▶ [WORK ORDER] Each line below from the one containing "target | stone wall" through the one containing "target | neighboring house" should be output exactly as it stands, and no other line should appear.

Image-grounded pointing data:

+++

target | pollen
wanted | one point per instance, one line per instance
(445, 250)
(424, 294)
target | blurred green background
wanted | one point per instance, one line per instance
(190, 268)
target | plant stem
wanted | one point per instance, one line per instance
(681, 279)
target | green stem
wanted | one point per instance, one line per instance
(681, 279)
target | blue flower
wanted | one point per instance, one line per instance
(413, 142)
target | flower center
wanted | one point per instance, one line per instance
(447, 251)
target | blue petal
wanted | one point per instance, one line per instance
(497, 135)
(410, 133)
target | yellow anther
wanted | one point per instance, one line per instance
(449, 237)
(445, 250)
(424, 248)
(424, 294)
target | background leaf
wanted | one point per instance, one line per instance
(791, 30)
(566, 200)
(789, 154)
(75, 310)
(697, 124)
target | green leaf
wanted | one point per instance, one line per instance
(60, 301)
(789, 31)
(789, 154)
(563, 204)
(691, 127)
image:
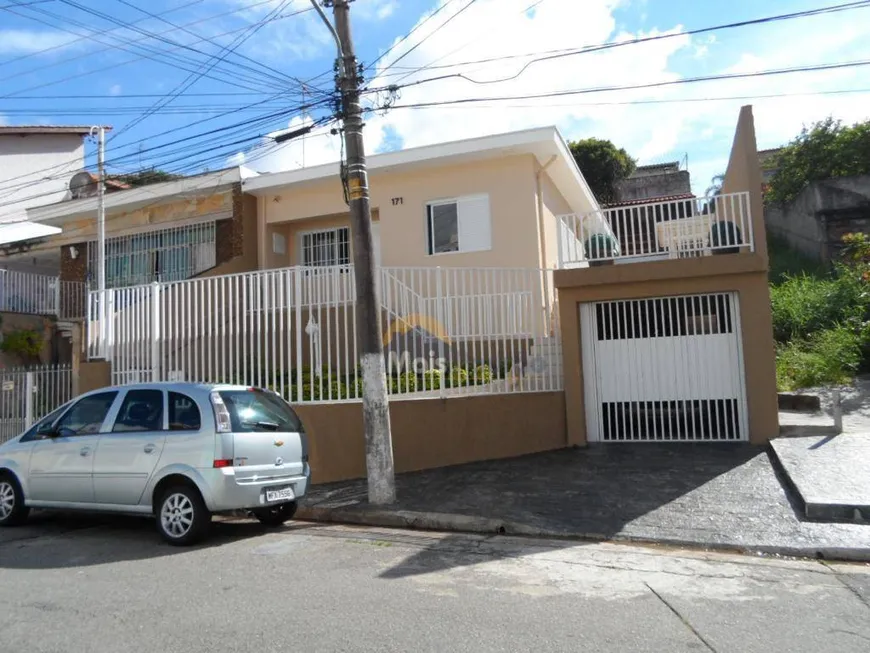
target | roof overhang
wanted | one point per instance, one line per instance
(545, 144)
(15, 232)
(135, 198)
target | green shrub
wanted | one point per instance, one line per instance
(482, 374)
(829, 357)
(805, 305)
(405, 382)
(458, 377)
(432, 379)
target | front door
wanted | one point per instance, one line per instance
(127, 456)
(61, 467)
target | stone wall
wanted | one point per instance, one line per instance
(650, 186)
(815, 221)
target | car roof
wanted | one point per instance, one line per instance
(178, 386)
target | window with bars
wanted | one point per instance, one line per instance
(326, 247)
(164, 255)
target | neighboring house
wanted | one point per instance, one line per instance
(517, 314)
(654, 181)
(816, 220)
(36, 163)
(162, 232)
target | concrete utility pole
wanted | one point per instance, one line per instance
(376, 409)
(101, 233)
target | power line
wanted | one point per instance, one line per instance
(194, 77)
(139, 57)
(603, 89)
(408, 35)
(431, 34)
(557, 54)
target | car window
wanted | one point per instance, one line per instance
(183, 413)
(142, 410)
(87, 416)
(31, 433)
(257, 410)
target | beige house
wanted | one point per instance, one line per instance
(518, 315)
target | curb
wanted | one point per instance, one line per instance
(448, 522)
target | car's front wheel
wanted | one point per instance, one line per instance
(182, 517)
(12, 508)
(276, 515)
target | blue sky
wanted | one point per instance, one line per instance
(254, 91)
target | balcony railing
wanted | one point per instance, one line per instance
(41, 294)
(657, 230)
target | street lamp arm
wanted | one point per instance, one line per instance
(331, 31)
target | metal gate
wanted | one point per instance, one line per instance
(664, 369)
(28, 394)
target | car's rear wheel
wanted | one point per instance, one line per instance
(276, 515)
(12, 509)
(182, 517)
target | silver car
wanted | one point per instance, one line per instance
(179, 451)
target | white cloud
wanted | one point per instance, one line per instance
(22, 41)
(649, 131)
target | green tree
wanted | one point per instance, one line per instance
(602, 164)
(147, 177)
(826, 150)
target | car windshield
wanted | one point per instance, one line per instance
(257, 410)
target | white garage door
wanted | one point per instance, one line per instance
(664, 369)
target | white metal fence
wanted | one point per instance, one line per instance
(672, 229)
(446, 331)
(28, 394)
(41, 294)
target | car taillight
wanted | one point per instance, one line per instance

+++

▶ [ANSWER]
target | stone wall
wanted | one point per instance, one line per instance
(650, 186)
(815, 221)
target | car roof
wanted | one point per instance, one line per instance
(178, 386)
target | window with bars
wanted | one point per instance, one line per instance
(326, 247)
(164, 255)
target | neighboring house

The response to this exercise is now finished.